Secção do documento -
29 de Abril. Aproximadamente 21 horas. Sinto uma sensação muito estranha, sem qualquer dor, na perna direita, enquanto jogava futsal. Horas depois, já no hospital, o diagnóstico revela o pior cenário possível: uma ruptura total do tendão de Aquiles. Seguiu-se uma semana, já com gesso na perna, à espera de operação. Sou avisado que dia 4 de Maio tenho de estar no hospital bem cedo. Tenho a ilusão de ser operado nesse dia. Algo que não acontece. No dia seguinte não prometem mas acabam por me operar. E no dia depois desse regresso a casa, novamente com gesso na perna.
Seguiram-se seis semanas, com uma consulta pelo meio, a desejar ver-me livre do gesso. A desejar começar a usar a bota walker que me permitia caminhar sem muletas e com o tendão protegido. Além disso retirar o gesso significava uma liberdade diferente em coisas tão simples como tomar banho. E ainda dar início à fisioterapia. Quando esse momento chegou foi a minha primeira grande alegria. Inicialmente, por uma questão de equilíbrio e adaptação à bota, fui aconselhado a usar a bota auxiliado por muletas. Acabei por perder o medo e passei a andar só com a bota. Mais um momento de alegria.

Dados disponíveis -
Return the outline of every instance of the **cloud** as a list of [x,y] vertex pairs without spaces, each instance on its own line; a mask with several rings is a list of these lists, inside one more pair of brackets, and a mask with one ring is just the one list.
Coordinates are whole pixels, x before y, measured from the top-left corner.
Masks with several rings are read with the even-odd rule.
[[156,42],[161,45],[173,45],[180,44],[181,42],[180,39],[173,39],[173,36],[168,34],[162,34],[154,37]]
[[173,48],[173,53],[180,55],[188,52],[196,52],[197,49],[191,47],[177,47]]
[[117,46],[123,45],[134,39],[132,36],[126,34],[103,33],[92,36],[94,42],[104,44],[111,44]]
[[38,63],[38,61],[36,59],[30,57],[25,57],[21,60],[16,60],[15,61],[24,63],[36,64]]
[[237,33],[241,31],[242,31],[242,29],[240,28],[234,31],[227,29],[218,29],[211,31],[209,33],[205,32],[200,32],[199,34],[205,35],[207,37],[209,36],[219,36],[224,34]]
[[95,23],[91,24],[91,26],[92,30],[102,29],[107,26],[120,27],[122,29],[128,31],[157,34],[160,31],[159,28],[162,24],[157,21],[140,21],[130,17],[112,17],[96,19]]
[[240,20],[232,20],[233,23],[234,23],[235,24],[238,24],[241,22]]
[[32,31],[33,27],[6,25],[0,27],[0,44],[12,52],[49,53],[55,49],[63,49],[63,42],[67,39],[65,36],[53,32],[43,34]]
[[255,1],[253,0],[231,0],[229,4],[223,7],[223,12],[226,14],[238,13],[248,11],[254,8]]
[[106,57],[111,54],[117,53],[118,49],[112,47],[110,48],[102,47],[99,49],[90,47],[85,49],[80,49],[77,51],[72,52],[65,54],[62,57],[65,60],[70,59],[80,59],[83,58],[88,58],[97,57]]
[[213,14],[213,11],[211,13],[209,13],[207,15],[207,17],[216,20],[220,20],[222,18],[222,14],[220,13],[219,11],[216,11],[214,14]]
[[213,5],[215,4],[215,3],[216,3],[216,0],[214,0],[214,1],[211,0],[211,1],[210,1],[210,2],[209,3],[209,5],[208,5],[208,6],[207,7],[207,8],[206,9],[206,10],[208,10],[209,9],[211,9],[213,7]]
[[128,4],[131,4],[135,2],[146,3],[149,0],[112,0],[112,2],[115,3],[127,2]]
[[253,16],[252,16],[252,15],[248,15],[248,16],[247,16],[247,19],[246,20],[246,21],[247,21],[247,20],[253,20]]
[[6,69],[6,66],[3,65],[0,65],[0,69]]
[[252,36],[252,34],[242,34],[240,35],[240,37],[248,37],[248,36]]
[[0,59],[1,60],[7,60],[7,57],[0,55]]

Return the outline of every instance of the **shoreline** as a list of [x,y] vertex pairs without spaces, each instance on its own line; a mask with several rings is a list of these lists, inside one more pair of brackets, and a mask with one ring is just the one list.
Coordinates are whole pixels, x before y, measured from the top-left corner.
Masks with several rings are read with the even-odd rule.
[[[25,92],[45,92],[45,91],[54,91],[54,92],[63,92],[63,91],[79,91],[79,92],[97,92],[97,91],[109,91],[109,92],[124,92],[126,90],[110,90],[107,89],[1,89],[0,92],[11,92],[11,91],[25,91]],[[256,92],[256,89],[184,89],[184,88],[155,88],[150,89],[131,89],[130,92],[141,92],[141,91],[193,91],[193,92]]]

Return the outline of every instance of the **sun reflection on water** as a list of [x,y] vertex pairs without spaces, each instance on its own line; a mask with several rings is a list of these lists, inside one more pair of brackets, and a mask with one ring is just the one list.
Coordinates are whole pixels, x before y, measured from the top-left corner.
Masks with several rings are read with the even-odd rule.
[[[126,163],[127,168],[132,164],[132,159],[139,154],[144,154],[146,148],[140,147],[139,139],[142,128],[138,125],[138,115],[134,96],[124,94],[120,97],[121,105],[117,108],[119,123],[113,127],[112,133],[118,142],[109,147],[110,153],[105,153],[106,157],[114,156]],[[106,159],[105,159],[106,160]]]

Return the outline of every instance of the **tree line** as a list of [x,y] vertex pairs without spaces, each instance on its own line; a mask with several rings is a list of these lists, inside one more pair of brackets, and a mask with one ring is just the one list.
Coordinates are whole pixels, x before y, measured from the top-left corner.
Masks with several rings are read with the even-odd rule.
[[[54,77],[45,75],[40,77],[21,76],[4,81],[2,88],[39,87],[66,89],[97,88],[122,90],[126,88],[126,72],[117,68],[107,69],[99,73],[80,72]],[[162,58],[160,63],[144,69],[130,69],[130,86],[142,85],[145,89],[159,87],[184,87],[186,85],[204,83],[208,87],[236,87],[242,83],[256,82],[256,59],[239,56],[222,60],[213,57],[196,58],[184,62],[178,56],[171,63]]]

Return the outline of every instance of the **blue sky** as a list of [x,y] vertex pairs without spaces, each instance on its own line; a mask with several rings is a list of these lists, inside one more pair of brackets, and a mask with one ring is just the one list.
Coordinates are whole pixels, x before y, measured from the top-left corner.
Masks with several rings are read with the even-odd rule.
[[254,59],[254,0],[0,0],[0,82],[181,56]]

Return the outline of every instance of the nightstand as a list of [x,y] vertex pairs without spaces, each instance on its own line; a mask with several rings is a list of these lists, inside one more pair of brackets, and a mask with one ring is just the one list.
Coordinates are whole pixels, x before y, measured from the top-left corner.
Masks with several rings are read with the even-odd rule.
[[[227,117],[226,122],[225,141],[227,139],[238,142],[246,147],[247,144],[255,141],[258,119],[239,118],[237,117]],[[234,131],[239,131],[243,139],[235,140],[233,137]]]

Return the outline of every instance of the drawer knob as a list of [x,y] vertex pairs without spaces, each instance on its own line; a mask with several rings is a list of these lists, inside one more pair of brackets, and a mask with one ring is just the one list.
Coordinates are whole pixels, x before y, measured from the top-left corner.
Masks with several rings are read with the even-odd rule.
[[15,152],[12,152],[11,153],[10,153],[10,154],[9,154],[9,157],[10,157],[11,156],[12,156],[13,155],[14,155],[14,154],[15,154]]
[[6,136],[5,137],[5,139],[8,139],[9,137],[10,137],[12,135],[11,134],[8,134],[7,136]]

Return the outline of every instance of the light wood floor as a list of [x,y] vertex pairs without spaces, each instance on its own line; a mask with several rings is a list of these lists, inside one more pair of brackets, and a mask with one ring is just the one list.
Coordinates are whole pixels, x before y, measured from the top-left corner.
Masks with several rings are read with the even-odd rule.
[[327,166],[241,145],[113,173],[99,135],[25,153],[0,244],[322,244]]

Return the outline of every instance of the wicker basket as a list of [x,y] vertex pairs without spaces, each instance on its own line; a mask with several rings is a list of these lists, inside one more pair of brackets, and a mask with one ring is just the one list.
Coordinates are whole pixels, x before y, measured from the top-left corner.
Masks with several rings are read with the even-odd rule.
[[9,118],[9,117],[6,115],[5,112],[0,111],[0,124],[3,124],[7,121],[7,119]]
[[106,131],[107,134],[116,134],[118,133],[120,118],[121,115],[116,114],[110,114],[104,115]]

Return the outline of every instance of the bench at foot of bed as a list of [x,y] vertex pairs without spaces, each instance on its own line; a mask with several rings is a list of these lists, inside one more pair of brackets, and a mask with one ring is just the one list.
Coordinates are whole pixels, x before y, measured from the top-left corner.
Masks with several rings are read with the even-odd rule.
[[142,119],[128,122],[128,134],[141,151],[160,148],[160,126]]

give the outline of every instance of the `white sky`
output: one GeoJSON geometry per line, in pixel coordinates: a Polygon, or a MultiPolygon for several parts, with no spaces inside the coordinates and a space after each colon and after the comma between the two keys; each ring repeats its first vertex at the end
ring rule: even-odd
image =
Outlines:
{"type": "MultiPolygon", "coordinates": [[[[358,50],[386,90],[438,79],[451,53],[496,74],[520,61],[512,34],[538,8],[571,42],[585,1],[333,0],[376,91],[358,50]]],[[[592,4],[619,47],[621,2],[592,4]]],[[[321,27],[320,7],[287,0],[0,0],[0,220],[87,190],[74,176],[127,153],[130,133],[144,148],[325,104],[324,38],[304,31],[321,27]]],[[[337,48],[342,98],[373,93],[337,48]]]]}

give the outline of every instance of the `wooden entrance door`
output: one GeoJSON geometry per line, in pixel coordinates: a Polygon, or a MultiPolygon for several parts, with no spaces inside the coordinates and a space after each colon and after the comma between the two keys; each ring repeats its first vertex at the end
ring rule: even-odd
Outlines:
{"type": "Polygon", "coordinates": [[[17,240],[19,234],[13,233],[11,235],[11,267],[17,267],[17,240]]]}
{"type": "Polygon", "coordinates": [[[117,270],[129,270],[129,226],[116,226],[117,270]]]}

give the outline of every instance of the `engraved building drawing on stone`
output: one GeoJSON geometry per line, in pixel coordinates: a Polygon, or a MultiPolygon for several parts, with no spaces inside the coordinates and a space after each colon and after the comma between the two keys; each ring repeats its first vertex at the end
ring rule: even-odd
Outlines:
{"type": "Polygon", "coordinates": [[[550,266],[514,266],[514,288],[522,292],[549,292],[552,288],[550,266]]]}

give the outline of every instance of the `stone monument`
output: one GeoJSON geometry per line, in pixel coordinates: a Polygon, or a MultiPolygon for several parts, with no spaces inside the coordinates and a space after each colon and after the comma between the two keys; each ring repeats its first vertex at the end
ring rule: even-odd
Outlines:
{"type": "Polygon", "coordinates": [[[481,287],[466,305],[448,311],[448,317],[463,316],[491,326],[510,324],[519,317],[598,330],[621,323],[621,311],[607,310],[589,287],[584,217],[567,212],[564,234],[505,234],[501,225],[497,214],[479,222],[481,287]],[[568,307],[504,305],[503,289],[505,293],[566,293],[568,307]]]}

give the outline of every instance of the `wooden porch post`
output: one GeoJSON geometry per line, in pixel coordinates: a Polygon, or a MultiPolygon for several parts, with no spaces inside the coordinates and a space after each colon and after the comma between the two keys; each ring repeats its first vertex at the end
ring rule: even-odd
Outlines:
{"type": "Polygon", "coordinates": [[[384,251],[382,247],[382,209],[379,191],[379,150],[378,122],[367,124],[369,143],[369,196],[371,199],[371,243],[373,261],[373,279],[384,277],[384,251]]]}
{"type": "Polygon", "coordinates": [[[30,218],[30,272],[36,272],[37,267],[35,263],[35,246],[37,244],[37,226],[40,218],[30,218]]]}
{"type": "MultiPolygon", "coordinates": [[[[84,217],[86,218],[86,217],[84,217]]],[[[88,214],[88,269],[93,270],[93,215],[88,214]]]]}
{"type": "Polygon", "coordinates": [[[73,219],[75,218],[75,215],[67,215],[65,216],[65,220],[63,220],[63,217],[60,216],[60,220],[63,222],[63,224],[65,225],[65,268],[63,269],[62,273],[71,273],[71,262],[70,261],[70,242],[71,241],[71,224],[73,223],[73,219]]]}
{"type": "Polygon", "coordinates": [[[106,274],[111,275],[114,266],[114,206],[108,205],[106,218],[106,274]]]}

Enunciado do exercício - De acordo com a secção do documento, que diagnóstico foi revelado no hospital horas depois do jogo de futsal?

Resolução do exercício - Uma ruptura total do tendão de Aquiles.